Work to do
Turn the stretch of records from the line containing "Tag each instance of the baseball" through the line containing "<point>724,216</point>" into a Markdown table with the columns Row and Record line. Number each row and leave out any blank lines.

━━━

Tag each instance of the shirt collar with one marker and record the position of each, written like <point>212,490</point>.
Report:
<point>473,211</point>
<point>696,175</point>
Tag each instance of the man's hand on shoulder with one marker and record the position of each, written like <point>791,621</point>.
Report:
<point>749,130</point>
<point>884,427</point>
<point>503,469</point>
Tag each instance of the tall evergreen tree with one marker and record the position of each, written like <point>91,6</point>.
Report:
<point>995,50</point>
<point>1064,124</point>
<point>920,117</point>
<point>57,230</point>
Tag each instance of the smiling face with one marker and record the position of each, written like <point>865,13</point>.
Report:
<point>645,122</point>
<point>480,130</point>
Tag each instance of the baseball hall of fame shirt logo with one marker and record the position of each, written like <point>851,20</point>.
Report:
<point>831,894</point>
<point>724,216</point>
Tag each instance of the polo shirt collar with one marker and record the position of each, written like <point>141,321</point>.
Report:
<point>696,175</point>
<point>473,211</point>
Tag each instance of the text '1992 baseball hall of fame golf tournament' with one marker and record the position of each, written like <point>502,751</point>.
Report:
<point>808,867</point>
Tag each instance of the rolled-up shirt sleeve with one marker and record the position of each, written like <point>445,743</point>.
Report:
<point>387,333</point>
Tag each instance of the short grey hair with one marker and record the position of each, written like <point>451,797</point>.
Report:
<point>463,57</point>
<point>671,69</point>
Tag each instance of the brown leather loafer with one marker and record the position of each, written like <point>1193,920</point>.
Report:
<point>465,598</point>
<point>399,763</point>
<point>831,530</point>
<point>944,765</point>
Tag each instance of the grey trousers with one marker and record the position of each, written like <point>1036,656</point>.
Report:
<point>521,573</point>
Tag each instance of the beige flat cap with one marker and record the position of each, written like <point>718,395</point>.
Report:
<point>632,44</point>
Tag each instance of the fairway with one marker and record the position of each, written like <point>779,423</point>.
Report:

━━━

Answer
| Row | Record line |
|---|---|
| 1 | Tag each instance of the baseball hall of fame shirt logo with one marker and record the position of each, written like <point>851,20</point>. |
| 2 | Report: |
| 3 | <point>831,894</point> |
| 4 | <point>724,216</point> |